> [INPUT MATERIAL]
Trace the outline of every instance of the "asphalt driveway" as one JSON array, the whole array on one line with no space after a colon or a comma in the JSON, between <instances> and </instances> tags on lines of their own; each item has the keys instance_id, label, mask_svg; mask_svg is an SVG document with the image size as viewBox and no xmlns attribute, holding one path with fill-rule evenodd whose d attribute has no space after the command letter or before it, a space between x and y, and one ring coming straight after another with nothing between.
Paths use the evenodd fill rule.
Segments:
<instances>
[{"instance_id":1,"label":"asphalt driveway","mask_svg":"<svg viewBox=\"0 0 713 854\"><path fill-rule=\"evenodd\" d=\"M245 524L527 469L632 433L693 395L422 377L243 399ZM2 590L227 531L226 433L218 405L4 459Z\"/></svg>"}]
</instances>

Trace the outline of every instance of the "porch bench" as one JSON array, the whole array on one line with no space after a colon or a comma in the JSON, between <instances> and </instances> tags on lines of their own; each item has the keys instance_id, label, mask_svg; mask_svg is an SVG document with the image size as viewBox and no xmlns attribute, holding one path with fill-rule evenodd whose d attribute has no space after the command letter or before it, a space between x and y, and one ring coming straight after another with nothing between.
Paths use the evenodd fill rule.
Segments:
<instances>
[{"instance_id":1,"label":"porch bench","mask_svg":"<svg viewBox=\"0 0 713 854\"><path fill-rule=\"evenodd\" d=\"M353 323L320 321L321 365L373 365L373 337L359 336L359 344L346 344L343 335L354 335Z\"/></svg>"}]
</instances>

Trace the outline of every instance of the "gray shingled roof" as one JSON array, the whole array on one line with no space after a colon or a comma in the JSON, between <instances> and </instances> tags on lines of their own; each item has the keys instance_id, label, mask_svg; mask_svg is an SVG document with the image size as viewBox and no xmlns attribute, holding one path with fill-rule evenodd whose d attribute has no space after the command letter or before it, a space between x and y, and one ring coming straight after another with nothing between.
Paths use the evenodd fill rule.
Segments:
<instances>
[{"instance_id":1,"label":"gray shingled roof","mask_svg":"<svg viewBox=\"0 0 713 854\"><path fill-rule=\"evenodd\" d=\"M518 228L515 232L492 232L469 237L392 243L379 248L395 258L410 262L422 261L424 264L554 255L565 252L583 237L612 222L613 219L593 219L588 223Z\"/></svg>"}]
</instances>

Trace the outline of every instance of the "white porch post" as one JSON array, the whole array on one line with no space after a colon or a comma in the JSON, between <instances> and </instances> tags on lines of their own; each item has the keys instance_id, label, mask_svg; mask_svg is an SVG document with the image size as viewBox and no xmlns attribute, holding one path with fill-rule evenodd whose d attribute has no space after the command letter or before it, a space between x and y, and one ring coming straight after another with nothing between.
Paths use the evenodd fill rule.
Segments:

> [YOUR TASK] Count the lines in the items above that contain the string "bench", and reply with that number alone.

> [EXERCISE ANSWER] 2